= Saved entries =
=====

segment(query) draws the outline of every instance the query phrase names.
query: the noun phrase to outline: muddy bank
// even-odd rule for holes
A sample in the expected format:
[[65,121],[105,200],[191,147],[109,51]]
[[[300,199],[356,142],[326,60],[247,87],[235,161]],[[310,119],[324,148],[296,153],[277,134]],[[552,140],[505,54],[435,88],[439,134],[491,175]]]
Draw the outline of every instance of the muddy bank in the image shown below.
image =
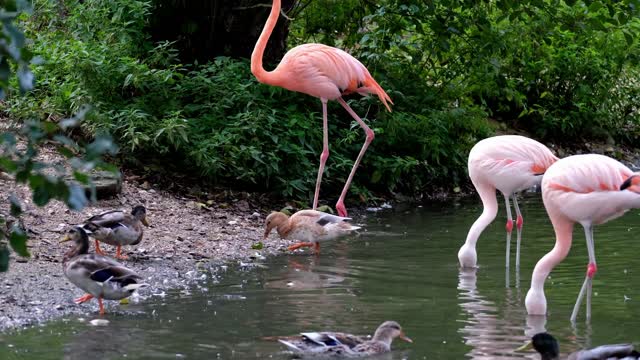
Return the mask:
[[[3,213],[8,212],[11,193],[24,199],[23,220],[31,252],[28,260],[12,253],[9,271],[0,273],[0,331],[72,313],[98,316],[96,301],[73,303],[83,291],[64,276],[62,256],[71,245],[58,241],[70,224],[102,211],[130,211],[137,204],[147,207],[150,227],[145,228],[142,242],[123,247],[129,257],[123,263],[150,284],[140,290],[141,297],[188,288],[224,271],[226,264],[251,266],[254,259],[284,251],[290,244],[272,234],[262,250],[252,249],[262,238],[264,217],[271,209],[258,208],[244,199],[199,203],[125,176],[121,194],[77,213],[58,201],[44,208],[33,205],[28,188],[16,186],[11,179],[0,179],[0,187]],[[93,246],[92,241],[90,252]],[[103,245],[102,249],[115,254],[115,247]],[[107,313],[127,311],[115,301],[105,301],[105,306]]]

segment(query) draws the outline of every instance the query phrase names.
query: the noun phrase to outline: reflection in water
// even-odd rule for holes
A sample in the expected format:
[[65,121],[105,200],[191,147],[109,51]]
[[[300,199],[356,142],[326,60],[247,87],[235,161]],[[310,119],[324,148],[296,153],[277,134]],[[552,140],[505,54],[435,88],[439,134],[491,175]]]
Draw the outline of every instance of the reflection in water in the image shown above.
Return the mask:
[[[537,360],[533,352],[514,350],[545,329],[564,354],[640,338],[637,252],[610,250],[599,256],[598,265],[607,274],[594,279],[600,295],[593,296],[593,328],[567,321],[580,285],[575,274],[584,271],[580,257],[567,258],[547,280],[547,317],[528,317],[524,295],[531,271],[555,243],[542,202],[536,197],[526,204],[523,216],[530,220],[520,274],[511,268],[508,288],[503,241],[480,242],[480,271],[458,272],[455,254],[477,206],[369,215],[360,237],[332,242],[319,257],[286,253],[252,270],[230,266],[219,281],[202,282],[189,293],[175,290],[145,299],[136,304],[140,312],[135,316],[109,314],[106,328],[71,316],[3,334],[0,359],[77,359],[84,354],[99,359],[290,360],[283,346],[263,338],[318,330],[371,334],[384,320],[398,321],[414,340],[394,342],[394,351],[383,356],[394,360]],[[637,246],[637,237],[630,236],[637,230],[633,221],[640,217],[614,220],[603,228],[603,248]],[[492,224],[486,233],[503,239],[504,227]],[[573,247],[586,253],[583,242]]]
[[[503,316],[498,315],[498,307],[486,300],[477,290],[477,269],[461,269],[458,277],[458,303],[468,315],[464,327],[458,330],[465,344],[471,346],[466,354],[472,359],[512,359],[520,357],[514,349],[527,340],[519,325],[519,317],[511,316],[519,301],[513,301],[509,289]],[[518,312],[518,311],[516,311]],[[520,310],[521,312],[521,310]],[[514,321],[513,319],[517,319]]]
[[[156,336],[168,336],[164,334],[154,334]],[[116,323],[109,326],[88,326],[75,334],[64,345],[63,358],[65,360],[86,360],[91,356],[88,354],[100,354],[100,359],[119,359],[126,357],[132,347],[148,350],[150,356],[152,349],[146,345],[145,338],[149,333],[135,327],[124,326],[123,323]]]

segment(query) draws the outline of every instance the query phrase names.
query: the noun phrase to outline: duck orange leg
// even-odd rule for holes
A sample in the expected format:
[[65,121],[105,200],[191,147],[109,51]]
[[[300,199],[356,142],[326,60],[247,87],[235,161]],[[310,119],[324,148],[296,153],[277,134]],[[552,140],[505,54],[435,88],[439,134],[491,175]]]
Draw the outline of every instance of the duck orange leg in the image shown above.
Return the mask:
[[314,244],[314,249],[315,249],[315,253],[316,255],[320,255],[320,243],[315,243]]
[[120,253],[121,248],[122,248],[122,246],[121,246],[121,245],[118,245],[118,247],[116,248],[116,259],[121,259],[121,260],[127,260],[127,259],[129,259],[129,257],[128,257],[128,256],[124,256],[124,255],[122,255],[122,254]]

=====

Please repeat the records above word for word, and do not include the pictures.

= SOLUTION BELOW =
segment(query) draws the outline of every instance the query phrase names.
query: the noun phrase to outline: muddy bank
// even-odd rule for holes
A sample in the expected format:
[[65,121],[105,200],[191,147],[109,51]]
[[[300,199],[356,142],[326,60],[247,87],[235,161]],[[310,119],[324,148],[296,153],[277,134]],[[552,140],[505,54],[435,88],[439,134],[491,175]]]
Draw the outline of every instance of the muddy bank in the image shown below.
image =
Return the mask:
[[[3,213],[8,212],[11,193],[24,199],[23,220],[31,252],[28,260],[12,253],[9,271],[0,273],[0,331],[72,313],[98,316],[96,301],[73,303],[83,291],[64,276],[62,256],[71,245],[58,241],[70,224],[102,211],[130,211],[137,204],[147,207],[150,227],[145,228],[142,242],[123,247],[129,257],[123,263],[150,284],[140,290],[141,297],[188,288],[224,271],[226,264],[251,266],[254,259],[284,251],[290,244],[272,234],[262,250],[252,249],[262,238],[264,217],[271,209],[258,208],[244,199],[199,203],[125,176],[121,194],[77,213],[58,201],[44,208],[33,205],[28,188],[16,186],[11,179],[0,179],[0,187]],[[93,246],[92,241],[90,252]],[[103,245],[102,249],[115,254],[115,247]],[[107,313],[127,311],[115,301],[105,301],[105,306]]]

segment(query) draws the outline of every instance the query phrase names.
query: the noun phrase to outline: reflection in water
// even-odd rule for holes
A sample in the expected format:
[[65,121],[105,200],[191,147],[109,51]]
[[[300,199],[356,142],[326,60],[247,87],[235,161]],[[310,119],[324,148],[296,153],[277,134]],[[552,140],[505,54],[435,88],[439,134],[491,175]]]
Draw the outline of every instance of the reflection in water in the image shown above.
Return the mask:
[[[537,360],[533,352],[514,350],[545,329],[564,354],[640,338],[637,252],[610,250],[599,256],[598,265],[607,274],[594,279],[600,295],[593,296],[593,328],[567,321],[580,285],[575,274],[584,271],[580,257],[567,258],[547,280],[547,317],[528,317],[524,295],[531,271],[555,243],[542,202],[536,197],[526,204],[523,216],[530,220],[520,274],[511,268],[508,288],[503,241],[480,242],[480,271],[458,272],[455,254],[477,206],[369,215],[360,237],[332,242],[319,257],[286,253],[252,270],[230,266],[219,281],[202,282],[189,293],[175,290],[145,299],[136,304],[140,312],[135,316],[109,314],[106,328],[71,316],[3,334],[0,359],[77,359],[84,354],[99,359],[290,360],[283,346],[263,338],[318,330],[371,334],[384,320],[398,321],[414,340],[394,342],[394,351],[383,356],[394,360]],[[637,246],[637,237],[630,236],[637,230],[633,221],[640,217],[614,220],[603,228],[603,248]],[[492,224],[486,233],[503,239],[504,227]],[[573,247],[586,253],[583,242]]]
[[[503,316],[498,315],[498,307],[486,300],[477,290],[477,269],[461,269],[458,277],[458,303],[468,315],[464,327],[458,330],[465,344],[471,346],[466,354],[472,359],[512,359],[520,357],[514,349],[527,340],[519,325],[519,317],[511,316],[519,301],[513,301],[509,289]],[[518,312],[518,311],[516,311]],[[520,310],[521,312],[521,310]],[[514,321],[513,319],[517,319]]]
[[[156,336],[168,336],[164,334],[154,334]],[[116,323],[109,326],[88,326],[75,334],[64,345],[63,358],[65,360],[86,360],[91,356],[88,354],[100,354],[100,359],[119,359],[126,357],[132,347],[148,350],[150,356],[152,349],[146,345],[145,338],[149,333],[135,327],[124,326],[123,323]]]

segment(query) draws the outline of every instance the query phrase names.
query: the noun phrase to outline: duck orange leg
// even-odd rule for holes
A sample in the expected format:
[[65,121],[105,200],[191,147],[109,51]]
[[[300,199],[356,142],[326,60],[247,87],[235,161]],[[310,119],[324,148],[296,153],[277,134]],[[552,140],[505,54],[435,88],[439,134],[491,175]]]
Draw the outline of every instance of the duck orange leg in the image shown above.
Return the mask:
[[314,244],[314,249],[315,249],[315,253],[316,255],[320,255],[320,243],[315,243]]
[[120,253],[121,248],[122,248],[122,246],[121,246],[121,245],[118,245],[118,247],[116,248],[116,259],[121,259],[121,260],[127,260],[127,259],[129,259],[129,257],[128,257],[128,256],[124,256],[124,255],[122,255],[122,254]]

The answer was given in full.